- ABOUT THIS EXERCISE: Please transcribe the part of the gasoline forecasting text between "- Forecasts can" and "methods. *Oxford university press*.", inclusive.

- TEXT SHOWN:
A large improvement in forecasting performance, compared to the Local Linear Trend model, can be seen if we start (and plot) the loss calculation on the Model comparison page. This shows how important it can be to model the seasonal pattern of a time series. We will see an example of multiple seasonal patterns in a time series which makes the correct handling even more important. Plotting both RMSE losses leads to the following figure.

#### Forecast performance of LLT and Basis Structural model

Next, go back to the Build your own model page and lower the number of factors of the seasonal component. Parsimonious models often perform better in forecasting. A better performing number of factors is 7 although other values might be even better for forecasting. A model comparison between 22 and 7 factors is made in the figure below. The loss corresponding to the model with 7 factors is lower than the one that is presented in Figure 2 of De Livera, A.M., R.J. Hyndman, and R.D. Snyder (2011) which is obtained with the TBATS package.

#### Forecast performance of LLT and Basis Structural model

A figure with the extracted trend and seasonal pattern is obtained from the **Graphics and Diagnostics** page.

#### Gasoline data extracted trend and seasonal pattern

#### Further exploration

- Estimate the model with a Level, Slope, and Seasonal with frequency 52. Verify that by taking the leap year not into account (52 instead of 52.179), forecasts become worse.
- Forecasts can further be improved by adding explanatory variables. In TSL you can do this with the click of a couple of buttons on the Model setup page. Let us know which variables you have used to boost the forecast precision for the gasoline dataset!

# Bibliography

### References

Durbin, J. and Koopman, S. J. (2012). Time series analysis by state space methods. *Oxford university press*.

Harvey, A. (1989). Forecasting, Structural Time Series Models and the Kalman Filter. *Cambridge: Cambridge University Press*. doi:10.1017/CBO9781107049994

De Livera, A.M., R.J. Hyndman, and R.D. Snyder (2011). Forecasting Time Series With Complex Seasonal Patterns Using Exponential Smoothing. *Journal of the American Statistical Association* 106:496, 1513-1527.

- GIVEN DATA:
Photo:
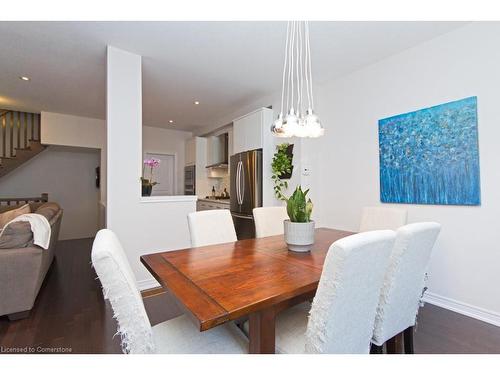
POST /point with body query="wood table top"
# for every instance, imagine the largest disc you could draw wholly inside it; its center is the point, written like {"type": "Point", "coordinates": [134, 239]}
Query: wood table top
{"type": "Point", "coordinates": [223, 282]}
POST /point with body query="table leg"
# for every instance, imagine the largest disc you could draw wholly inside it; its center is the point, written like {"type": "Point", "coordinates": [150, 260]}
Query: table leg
{"type": "Point", "coordinates": [262, 332]}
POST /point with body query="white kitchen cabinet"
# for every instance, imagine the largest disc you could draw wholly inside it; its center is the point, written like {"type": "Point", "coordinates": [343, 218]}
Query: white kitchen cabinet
{"type": "Point", "coordinates": [190, 151]}
{"type": "Point", "coordinates": [251, 131]}
{"type": "Point", "coordinates": [207, 204]}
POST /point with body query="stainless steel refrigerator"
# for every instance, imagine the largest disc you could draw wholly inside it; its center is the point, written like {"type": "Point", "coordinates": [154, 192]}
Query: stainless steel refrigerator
{"type": "Point", "coordinates": [246, 190]}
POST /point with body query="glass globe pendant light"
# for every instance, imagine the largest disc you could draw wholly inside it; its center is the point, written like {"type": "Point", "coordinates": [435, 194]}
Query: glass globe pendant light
{"type": "Point", "coordinates": [297, 76]}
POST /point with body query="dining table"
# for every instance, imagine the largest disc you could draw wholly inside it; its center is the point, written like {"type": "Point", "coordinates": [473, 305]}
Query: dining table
{"type": "Point", "coordinates": [255, 278]}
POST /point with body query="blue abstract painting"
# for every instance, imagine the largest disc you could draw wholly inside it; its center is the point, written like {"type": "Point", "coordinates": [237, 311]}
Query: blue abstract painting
{"type": "Point", "coordinates": [431, 156]}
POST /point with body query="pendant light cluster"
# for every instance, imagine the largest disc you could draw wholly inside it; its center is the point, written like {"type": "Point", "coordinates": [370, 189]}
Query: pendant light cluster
{"type": "Point", "coordinates": [300, 119]}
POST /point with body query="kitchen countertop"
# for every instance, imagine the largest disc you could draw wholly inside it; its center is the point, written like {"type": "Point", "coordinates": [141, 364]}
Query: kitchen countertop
{"type": "Point", "coordinates": [221, 201]}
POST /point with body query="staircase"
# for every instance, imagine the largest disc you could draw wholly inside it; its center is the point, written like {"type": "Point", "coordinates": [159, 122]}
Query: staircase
{"type": "Point", "coordinates": [19, 139]}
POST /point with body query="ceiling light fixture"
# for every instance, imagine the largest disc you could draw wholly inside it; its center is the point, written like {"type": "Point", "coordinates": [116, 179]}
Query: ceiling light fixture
{"type": "Point", "coordinates": [297, 77]}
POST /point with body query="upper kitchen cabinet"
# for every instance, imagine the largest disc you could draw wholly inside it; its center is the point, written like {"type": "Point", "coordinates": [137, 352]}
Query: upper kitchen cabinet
{"type": "Point", "coordinates": [217, 151]}
{"type": "Point", "coordinates": [195, 151]}
{"type": "Point", "coordinates": [190, 150]}
{"type": "Point", "coordinates": [249, 130]}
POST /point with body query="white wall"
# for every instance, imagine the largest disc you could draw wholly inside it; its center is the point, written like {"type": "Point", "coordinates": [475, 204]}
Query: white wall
{"type": "Point", "coordinates": [143, 225]}
{"type": "Point", "coordinates": [167, 141]}
{"type": "Point", "coordinates": [76, 131]}
{"type": "Point", "coordinates": [69, 130]}
{"type": "Point", "coordinates": [465, 267]}
{"type": "Point", "coordinates": [68, 175]}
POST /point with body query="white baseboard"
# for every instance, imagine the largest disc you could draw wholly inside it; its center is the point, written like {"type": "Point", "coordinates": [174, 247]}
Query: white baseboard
{"type": "Point", "coordinates": [148, 284]}
{"type": "Point", "coordinates": [463, 308]}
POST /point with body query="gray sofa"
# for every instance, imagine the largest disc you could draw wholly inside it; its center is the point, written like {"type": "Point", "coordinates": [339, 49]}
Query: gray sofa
{"type": "Point", "coordinates": [23, 265]}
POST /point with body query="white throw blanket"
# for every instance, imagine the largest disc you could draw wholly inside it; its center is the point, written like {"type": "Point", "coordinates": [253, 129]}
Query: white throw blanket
{"type": "Point", "coordinates": [40, 227]}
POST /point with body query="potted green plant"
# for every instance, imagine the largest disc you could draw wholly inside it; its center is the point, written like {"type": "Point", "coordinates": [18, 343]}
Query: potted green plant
{"type": "Point", "coordinates": [148, 183]}
{"type": "Point", "coordinates": [282, 168]}
{"type": "Point", "coordinates": [299, 229]}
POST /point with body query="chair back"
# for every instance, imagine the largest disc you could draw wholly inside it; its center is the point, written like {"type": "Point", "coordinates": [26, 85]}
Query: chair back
{"type": "Point", "coordinates": [269, 221]}
{"type": "Point", "coordinates": [378, 218]}
{"type": "Point", "coordinates": [211, 227]}
{"type": "Point", "coordinates": [343, 311]}
{"type": "Point", "coordinates": [119, 286]}
{"type": "Point", "coordinates": [404, 281]}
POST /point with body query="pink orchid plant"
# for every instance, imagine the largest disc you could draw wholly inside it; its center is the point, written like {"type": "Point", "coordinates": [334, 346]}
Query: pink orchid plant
{"type": "Point", "coordinates": [151, 164]}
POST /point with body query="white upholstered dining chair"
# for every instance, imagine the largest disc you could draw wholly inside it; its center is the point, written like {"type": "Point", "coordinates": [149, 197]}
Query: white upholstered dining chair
{"type": "Point", "coordinates": [211, 227]}
{"type": "Point", "coordinates": [343, 311]}
{"type": "Point", "coordinates": [269, 221]}
{"type": "Point", "coordinates": [178, 335]}
{"type": "Point", "coordinates": [404, 282]}
{"type": "Point", "coordinates": [378, 218]}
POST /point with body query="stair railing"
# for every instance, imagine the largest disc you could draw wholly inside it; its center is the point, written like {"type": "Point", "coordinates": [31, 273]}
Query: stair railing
{"type": "Point", "coordinates": [18, 129]}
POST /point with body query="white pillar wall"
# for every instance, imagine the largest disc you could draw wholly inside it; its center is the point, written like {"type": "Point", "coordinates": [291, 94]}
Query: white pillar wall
{"type": "Point", "coordinates": [143, 225]}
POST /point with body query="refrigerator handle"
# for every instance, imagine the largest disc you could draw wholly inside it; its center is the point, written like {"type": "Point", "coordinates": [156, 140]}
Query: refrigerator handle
{"type": "Point", "coordinates": [238, 183]}
{"type": "Point", "coordinates": [242, 191]}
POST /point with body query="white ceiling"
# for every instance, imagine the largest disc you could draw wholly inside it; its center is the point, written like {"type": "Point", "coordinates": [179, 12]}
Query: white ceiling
{"type": "Point", "coordinates": [224, 65]}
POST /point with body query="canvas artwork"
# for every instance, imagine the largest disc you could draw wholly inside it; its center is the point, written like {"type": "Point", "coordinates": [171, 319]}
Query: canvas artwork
{"type": "Point", "coordinates": [431, 156]}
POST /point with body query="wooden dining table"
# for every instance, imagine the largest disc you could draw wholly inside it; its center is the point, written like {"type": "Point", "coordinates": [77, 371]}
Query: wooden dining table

- ANSWER TO THE EXERCISE:
- Forecasts can further be improved by adding explanatory variables. In TSL you can do this with the click of a couple of buttons on the Model setup page. Let us know which variables you have used to boost the forecast precision for the gasoline dataset!

# Bibliography

### References

Durbin, J. and Koopman, S. J. (2012). Time series analysis by state space methods. *Oxford university press*.